[INSTRUCTION]: Reproduce the listing below, switching each occurrence of "marks a pin" to "places a marker" and keeping everything else unchanged.

[INPUT MATERIAL]:
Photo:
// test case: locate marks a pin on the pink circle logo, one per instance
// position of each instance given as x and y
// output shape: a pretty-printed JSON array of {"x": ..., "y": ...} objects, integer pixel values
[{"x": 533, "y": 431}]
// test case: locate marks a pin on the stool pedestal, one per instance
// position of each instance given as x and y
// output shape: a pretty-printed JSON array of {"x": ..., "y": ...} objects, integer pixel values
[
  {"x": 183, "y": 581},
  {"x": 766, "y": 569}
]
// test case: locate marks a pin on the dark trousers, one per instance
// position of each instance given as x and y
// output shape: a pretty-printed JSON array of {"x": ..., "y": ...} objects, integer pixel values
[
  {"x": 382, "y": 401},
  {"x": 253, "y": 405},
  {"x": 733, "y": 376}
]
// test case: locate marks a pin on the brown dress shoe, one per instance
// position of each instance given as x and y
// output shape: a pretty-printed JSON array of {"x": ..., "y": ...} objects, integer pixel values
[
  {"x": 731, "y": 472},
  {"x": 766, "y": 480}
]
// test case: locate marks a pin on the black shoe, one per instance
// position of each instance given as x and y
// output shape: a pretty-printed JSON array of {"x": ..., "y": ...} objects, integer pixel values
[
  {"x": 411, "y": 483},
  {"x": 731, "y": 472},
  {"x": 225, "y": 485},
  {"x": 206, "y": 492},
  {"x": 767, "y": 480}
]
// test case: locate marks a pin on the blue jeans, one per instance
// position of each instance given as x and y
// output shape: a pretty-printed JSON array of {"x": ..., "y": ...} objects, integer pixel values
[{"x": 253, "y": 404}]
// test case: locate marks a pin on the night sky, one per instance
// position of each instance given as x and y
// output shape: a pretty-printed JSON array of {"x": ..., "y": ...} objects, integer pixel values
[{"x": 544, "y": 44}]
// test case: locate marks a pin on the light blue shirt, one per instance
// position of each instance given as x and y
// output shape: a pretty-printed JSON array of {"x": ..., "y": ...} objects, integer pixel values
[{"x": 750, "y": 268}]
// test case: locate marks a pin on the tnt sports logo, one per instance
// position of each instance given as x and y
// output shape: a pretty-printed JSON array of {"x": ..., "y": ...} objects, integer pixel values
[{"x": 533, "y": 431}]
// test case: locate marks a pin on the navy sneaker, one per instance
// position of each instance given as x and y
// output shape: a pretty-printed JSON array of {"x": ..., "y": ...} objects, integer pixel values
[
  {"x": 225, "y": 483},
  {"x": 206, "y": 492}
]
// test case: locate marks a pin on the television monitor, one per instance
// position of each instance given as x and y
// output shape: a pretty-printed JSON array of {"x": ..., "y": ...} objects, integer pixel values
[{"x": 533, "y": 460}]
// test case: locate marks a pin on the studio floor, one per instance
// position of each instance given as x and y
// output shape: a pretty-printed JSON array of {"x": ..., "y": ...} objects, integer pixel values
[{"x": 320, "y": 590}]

[THE REPLY]:
Photo:
// test case: locate places a marker on the pink circle logo, one per instance
// position of each instance given as x and y
// output shape: a pretty-printed JSON array of {"x": ..., "y": ...} objects, integer pixel values
[{"x": 533, "y": 431}]
// test case: locate places a marker on the stool pedestal, one per instance
// position of each instance given as x and y
// output shape: a pretty-printed JSON array of {"x": ..., "y": ...} objects, integer pixel values
[
  {"x": 183, "y": 581},
  {"x": 766, "y": 569}
]
// test case: locate places a marker on the dark trousers, one per instance
// position of each instance given as x and y
// output shape: a pretty-printed JSON array of {"x": ..., "y": ...} objects, integer pixel values
[
  {"x": 382, "y": 401},
  {"x": 253, "y": 405},
  {"x": 733, "y": 376}
]
// test case: locate places a marker on the brown dress shoe, one per instance
// position of each instance given as x and y
// output shape: a pretty-printed JSON array of {"x": ..., "y": ...} objects, integer pixel values
[
  {"x": 731, "y": 472},
  {"x": 766, "y": 480}
]
// test case: locate places a marker on the black shoe, one per instance
// position of each instance given as x and y
// output shape: a pretty-printed JSON array of {"x": ..., "y": ...} objects, integer pixel values
[
  {"x": 411, "y": 483},
  {"x": 731, "y": 472},
  {"x": 225, "y": 485},
  {"x": 206, "y": 492},
  {"x": 767, "y": 480}
]
// test case: locate places a marker on the blue jeans, one per instance
// position of each instance given as x and y
// output shape: a pretty-printed JSON array of {"x": ..., "y": ...} objects, integer pixel values
[{"x": 253, "y": 404}]
// test case: locate places a marker on the night sky, one per instance
// position of each instance given as x and y
// output shape: a pretty-printed JSON array of {"x": ..., "y": ...} objects, integer pixel values
[{"x": 544, "y": 44}]
// test case: locate places a marker on the light blue shirt, one per instance
// position of each instance given as x and y
// output shape: a pretty-printed JSON array of {"x": ..., "y": ...} objects, integer pixel values
[{"x": 750, "y": 268}]
// test case: locate places a marker on the tnt sports logo, one per instance
// position of each instance given as x and y
// output shape: a pretty-printed JSON array of {"x": ..., "y": ...} objects, integer pixel values
[{"x": 533, "y": 431}]
// test case: locate places a marker on the navy sneaker, one per instance
// position of each instance given as x and y
// output shape: a pretty-printed JSON array of {"x": ..., "y": ...} objects, integer pixel values
[
  {"x": 225, "y": 483},
  {"x": 206, "y": 492}
]
// test case: locate places a marker on the television monitor, one per instance
// position of each instance given as x and y
// output shape: a pretty-printed JSON array of {"x": ..., "y": ...} objects, integer pixel values
[{"x": 533, "y": 460}]
// test case: locate places a marker on the studio floor, one per instance
// position of each instance given as x and y
// output shape: a pretty-printed JSON array of {"x": ..., "y": ...} objects, integer pixel values
[{"x": 320, "y": 590}]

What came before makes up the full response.